- **DATA LINES**:
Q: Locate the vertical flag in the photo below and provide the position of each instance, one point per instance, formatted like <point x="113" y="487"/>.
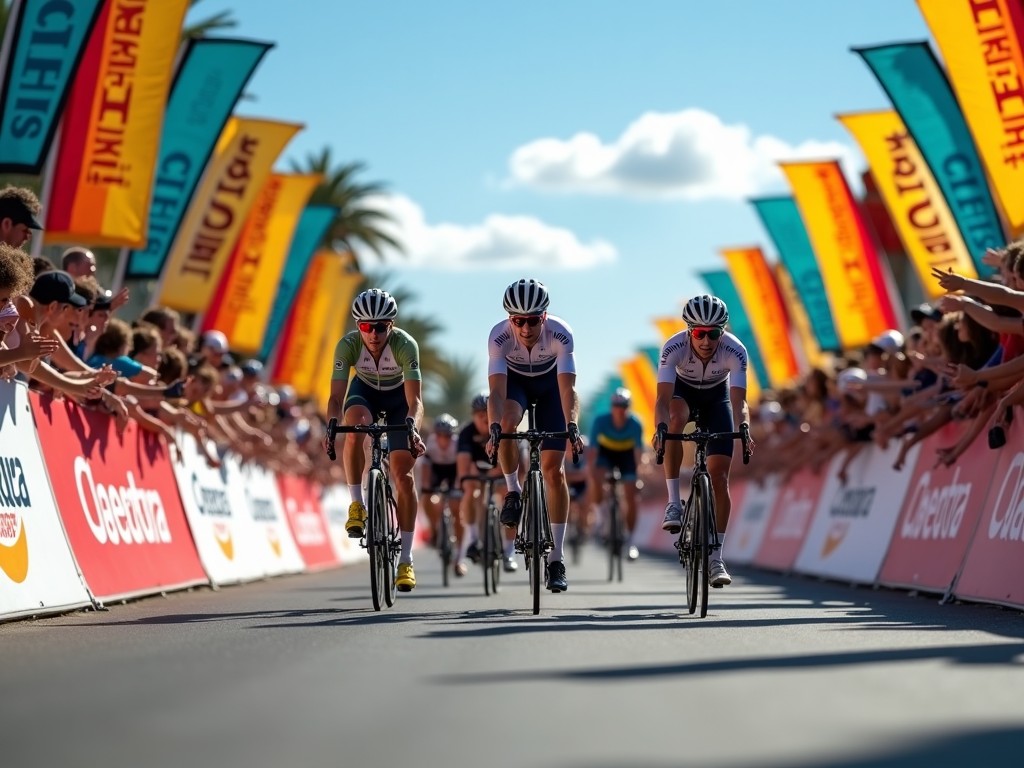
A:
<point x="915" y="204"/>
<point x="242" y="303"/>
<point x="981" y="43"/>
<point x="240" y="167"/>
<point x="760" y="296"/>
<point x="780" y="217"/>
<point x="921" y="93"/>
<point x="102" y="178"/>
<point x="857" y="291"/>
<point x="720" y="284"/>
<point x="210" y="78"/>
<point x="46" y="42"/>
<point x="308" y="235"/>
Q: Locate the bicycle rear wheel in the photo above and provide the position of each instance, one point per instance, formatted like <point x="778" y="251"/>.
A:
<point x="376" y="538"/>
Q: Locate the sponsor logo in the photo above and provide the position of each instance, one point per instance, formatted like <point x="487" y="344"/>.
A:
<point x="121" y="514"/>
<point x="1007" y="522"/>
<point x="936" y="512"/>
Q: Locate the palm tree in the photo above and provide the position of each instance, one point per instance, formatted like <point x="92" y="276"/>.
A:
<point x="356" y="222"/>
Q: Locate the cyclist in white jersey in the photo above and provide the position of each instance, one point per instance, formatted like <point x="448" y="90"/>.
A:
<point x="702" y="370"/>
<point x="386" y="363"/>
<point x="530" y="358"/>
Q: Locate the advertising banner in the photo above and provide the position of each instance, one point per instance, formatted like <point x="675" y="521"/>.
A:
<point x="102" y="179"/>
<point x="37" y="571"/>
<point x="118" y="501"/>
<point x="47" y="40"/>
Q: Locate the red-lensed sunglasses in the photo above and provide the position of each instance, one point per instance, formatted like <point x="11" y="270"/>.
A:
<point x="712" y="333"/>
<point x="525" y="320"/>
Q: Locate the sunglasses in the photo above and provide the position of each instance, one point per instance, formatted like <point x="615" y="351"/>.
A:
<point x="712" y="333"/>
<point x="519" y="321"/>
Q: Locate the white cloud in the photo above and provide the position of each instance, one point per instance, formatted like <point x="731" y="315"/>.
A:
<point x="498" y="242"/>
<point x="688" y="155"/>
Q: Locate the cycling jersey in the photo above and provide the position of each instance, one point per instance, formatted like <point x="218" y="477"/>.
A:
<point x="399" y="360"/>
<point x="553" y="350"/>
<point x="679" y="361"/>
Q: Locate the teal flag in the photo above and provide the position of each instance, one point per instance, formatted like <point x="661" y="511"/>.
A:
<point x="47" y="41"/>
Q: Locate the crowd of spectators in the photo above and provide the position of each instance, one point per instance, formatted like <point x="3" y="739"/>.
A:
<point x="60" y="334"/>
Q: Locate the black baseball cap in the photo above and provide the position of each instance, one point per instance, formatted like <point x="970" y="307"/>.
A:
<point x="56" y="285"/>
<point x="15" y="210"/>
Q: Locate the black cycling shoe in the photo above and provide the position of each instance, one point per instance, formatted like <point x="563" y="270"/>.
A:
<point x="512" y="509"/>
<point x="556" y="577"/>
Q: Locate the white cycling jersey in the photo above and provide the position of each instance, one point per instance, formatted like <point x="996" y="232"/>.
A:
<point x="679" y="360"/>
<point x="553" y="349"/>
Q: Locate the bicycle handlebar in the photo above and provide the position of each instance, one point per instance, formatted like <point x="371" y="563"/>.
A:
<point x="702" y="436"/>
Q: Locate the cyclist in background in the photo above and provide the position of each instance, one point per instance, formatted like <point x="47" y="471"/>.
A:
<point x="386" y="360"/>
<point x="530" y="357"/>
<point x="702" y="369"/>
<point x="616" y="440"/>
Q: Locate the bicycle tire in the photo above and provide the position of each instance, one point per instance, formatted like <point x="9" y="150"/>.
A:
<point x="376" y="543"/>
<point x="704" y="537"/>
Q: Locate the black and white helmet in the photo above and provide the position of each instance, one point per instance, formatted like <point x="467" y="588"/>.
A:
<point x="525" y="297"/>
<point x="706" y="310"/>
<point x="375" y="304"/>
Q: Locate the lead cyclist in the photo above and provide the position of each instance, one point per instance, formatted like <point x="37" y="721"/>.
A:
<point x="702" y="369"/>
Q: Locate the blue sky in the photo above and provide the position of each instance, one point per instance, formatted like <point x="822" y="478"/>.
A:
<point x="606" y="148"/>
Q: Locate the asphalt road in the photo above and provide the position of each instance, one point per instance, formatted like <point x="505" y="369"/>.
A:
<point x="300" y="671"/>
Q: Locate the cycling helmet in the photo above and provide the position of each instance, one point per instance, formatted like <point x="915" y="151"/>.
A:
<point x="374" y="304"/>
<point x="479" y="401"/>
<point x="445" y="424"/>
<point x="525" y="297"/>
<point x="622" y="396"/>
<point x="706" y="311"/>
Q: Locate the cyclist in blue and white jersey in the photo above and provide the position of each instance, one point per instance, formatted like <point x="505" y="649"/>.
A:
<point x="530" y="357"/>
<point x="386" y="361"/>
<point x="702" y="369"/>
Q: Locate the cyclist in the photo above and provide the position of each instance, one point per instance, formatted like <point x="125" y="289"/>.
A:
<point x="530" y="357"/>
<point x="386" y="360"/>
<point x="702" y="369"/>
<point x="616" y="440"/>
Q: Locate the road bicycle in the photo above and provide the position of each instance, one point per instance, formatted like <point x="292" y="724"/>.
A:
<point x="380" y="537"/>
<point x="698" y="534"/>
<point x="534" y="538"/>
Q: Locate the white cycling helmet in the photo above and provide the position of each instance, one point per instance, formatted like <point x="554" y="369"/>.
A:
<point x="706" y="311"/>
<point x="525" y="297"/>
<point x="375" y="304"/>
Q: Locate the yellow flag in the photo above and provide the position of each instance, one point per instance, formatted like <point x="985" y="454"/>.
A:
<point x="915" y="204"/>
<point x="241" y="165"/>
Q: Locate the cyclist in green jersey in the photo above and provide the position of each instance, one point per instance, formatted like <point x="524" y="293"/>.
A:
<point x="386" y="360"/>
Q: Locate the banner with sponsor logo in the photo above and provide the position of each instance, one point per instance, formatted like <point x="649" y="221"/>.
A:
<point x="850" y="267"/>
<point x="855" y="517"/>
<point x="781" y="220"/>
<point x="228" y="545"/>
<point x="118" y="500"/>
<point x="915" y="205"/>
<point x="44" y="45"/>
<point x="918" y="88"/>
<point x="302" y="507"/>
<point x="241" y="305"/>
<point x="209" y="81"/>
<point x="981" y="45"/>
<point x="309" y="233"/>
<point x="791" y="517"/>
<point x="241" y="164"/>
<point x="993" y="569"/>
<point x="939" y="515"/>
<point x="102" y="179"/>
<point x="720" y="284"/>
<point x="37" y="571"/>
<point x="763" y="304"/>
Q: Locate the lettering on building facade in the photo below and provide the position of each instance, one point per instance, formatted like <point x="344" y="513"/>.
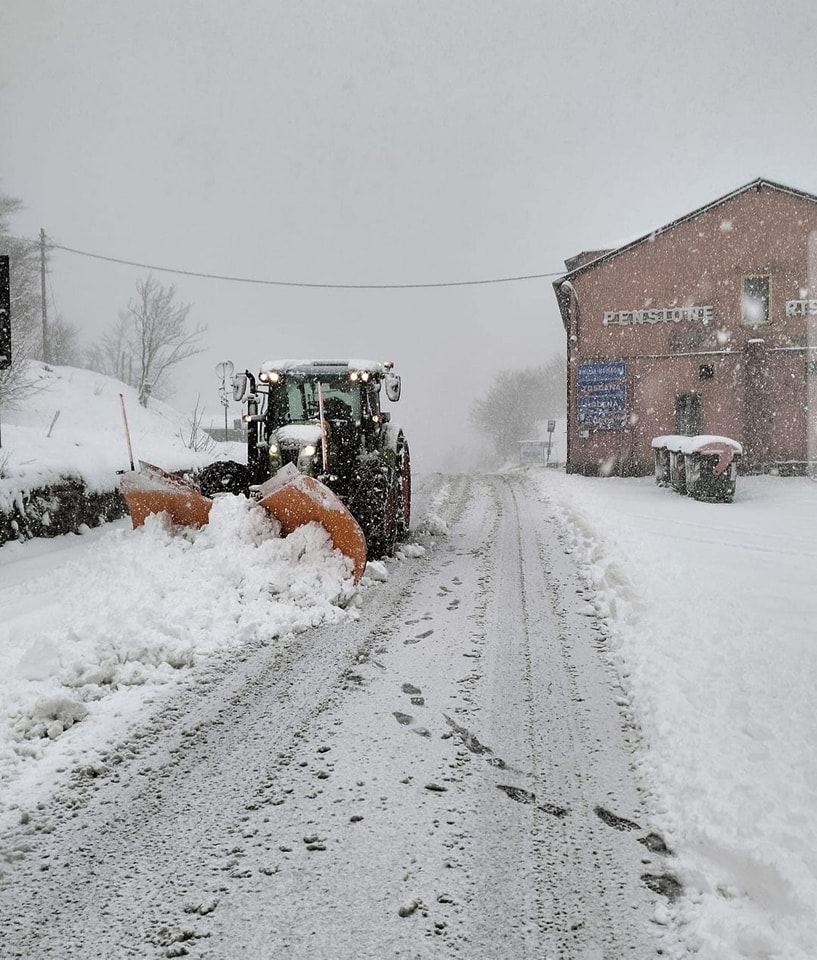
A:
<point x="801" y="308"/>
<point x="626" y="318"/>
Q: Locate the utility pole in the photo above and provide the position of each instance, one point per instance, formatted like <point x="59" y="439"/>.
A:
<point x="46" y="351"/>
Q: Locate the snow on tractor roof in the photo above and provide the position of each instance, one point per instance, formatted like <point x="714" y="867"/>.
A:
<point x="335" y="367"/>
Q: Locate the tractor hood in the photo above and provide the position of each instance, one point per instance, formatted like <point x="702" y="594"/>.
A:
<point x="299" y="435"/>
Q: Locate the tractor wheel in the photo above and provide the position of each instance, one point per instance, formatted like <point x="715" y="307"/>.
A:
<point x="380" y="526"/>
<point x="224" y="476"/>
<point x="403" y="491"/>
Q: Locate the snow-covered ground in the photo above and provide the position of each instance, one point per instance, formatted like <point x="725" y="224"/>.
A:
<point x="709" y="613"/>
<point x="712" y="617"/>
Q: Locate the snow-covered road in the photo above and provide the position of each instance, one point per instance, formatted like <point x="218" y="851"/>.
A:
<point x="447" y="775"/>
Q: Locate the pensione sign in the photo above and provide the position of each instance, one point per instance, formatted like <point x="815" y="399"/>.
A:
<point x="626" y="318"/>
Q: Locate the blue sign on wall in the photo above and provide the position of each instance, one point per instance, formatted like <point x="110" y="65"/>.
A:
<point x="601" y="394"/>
==
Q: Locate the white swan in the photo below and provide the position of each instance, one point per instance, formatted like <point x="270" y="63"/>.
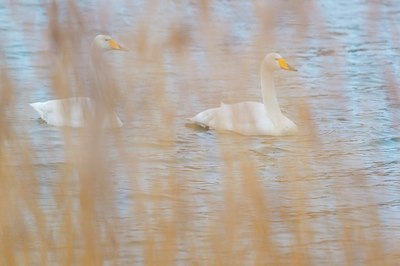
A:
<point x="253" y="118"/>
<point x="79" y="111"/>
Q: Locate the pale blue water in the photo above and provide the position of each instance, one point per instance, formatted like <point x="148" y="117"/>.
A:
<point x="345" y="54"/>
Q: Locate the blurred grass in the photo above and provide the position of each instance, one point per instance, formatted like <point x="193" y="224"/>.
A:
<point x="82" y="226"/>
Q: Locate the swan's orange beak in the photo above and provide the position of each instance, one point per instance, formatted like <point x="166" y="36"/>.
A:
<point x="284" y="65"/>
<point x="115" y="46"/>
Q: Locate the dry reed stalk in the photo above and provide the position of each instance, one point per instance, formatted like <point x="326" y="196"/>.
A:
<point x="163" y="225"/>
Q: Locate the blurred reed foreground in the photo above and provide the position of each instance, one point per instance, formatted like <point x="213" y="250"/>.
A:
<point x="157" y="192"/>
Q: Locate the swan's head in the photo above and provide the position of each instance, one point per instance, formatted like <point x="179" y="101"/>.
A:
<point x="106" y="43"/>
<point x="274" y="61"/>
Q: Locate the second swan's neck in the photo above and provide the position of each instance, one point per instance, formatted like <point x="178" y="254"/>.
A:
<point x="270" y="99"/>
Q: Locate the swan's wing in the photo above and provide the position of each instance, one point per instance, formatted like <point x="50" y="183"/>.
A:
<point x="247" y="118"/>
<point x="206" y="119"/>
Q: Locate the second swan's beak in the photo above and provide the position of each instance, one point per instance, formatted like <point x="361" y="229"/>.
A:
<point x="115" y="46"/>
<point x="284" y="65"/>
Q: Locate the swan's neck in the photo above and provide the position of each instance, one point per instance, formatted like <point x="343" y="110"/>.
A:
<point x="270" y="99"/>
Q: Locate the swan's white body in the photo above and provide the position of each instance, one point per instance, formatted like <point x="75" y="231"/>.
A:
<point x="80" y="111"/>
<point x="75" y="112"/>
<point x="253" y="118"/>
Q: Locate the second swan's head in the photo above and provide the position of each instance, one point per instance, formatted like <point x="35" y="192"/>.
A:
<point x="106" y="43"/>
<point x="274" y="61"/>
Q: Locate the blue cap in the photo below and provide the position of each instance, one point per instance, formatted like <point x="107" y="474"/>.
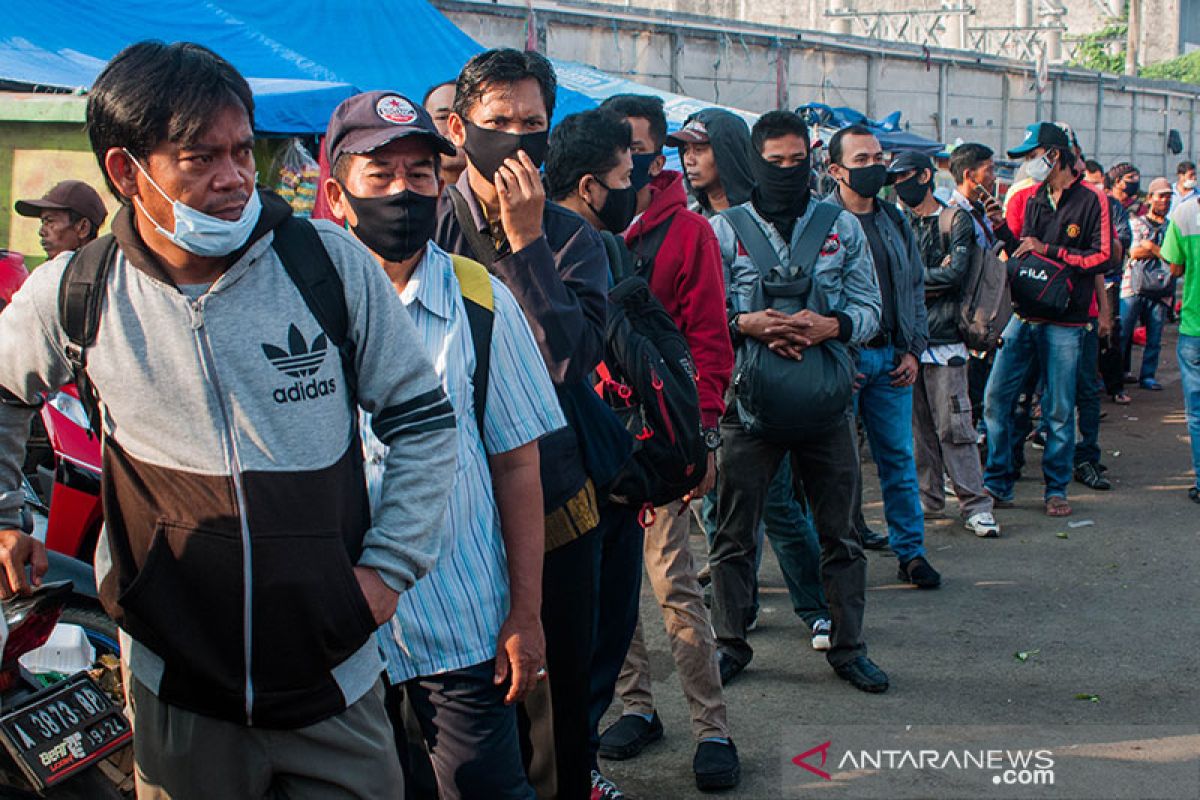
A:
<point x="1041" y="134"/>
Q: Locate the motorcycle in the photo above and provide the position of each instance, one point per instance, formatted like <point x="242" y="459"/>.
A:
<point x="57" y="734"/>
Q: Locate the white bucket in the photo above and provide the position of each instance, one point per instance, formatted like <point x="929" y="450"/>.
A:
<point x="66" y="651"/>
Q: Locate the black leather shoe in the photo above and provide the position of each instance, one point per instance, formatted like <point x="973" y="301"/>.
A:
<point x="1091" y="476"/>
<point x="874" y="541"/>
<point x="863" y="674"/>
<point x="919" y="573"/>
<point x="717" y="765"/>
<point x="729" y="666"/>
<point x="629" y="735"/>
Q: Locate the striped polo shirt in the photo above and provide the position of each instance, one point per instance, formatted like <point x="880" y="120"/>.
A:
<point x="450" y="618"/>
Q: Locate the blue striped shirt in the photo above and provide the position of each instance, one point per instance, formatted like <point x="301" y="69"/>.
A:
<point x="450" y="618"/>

- **REQUIRED TASK**:
Count how many lines in the items above contain the string "road". Reply with the number alone.

- **RESULT OF THIS EXERCISE**:
3